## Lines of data
>> begin

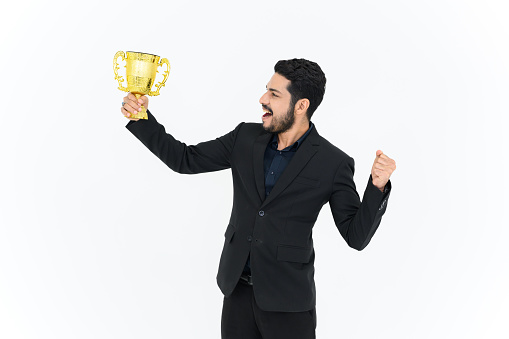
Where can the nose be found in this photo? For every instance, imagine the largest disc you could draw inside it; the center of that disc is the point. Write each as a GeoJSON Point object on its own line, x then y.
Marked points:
{"type": "Point", "coordinates": [264, 99]}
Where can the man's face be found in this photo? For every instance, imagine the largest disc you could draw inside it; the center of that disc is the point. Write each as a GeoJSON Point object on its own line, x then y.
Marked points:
{"type": "Point", "coordinates": [278, 116]}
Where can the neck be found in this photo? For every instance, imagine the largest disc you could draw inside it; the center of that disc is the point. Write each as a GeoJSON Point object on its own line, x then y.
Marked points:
{"type": "Point", "coordinates": [292, 135]}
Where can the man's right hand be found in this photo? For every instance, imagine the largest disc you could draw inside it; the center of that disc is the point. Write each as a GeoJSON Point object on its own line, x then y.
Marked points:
{"type": "Point", "coordinates": [132, 105]}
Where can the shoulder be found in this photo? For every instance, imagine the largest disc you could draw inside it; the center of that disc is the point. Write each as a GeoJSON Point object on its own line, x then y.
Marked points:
{"type": "Point", "coordinates": [250, 129]}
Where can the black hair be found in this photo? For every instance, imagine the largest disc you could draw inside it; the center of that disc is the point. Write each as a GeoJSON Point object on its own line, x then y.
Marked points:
{"type": "Point", "coordinates": [307, 81]}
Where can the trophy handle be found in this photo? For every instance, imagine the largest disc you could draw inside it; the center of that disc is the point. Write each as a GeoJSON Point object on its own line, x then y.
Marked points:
{"type": "Point", "coordinates": [166, 73]}
{"type": "Point", "coordinates": [116, 67]}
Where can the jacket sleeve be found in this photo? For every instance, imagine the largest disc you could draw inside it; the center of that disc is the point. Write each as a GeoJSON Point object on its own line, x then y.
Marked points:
{"type": "Point", "coordinates": [213, 155]}
{"type": "Point", "coordinates": [357, 222]}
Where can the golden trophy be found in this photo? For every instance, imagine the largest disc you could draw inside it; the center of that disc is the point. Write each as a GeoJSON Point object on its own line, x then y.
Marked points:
{"type": "Point", "coordinates": [141, 69]}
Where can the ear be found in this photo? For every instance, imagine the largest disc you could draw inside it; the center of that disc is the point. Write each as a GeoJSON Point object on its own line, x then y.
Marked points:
{"type": "Point", "coordinates": [301, 106]}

>> end

## Task description
Could you retype every line of the listing above exactly, leaving the pictures out?

## Answer to the task
Where can the nose be found in this photo? For every instance, imagine the largest disc you could draw inside it; the center of that disc is the point. Write each as a GeoJSON Point object on its own line, x then y.
Marked points:
{"type": "Point", "coordinates": [264, 99]}
Where can the man's face be found in this photo? For every instance, imagine the largest disc you could draw inside it; the center of that disc is the point. Write each as a GeoJSON Point object on its own line, x then y.
Marked points:
{"type": "Point", "coordinates": [278, 116]}
Where can the neck be found in this photo? For every instance, imagine the largest disc you could draw inside it; the center of that disc is the point. Write each as a GeoJSON Point object on its own line, x then y.
Marked points:
{"type": "Point", "coordinates": [292, 135]}
Where can the man's right hand be found in this photo? For every instance, imagine the largest disc you could draw inside it; the center of that disc is the point. Write each as a GeoJSON Point object on its own line, x then y.
Marked points:
{"type": "Point", "coordinates": [132, 105]}
Where can the shoulder be found in this photo? For every instance, imagine the largest disc you could draw inside it; the center of that disc is the point. Write each as a GeoJSON Point object on its own line, x then y.
Marked points:
{"type": "Point", "coordinates": [250, 129]}
Where can the black hair be found in this photo? For every instance, imagine the largest disc you could draw inside it; the center of that disc is the point. Write each as a GeoJSON Point object on its own line, x then y.
Marked points:
{"type": "Point", "coordinates": [307, 81]}
Where can the trophy handle be found in this photo? For every instance, imagine the largest disc you could draw inside it; the center of that disc is the point. Write each as a GeoJSON Point object on its own line, x then y.
Marked points:
{"type": "Point", "coordinates": [166, 73]}
{"type": "Point", "coordinates": [116, 67]}
Where can the jacket sleeve be found in this photo? For every instance, imagine the largest disc you could draw inside it; the center of that disc is the point. Write each as a GeoJSON Point object on its own line, x then y.
Marked points:
{"type": "Point", "coordinates": [213, 155]}
{"type": "Point", "coordinates": [357, 222]}
Where can the golden trophy be found in this photo? For every instance, imagine the largest disc you could draw inside it; the center of that disc is the point. Write each as a GeoJSON Point object on its own line, x then y.
Marked points:
{"type": "Point", "coordinates": [141, 69]}
Where can the ear be found in this photo? For every instance, imagine the largest disc you could draw inside it; the center of that disc is the point. Write each as a GeoJSON Point object on its own line, x then y.
Marked points:
{"type": "Point", "coordinates": [301, 106]}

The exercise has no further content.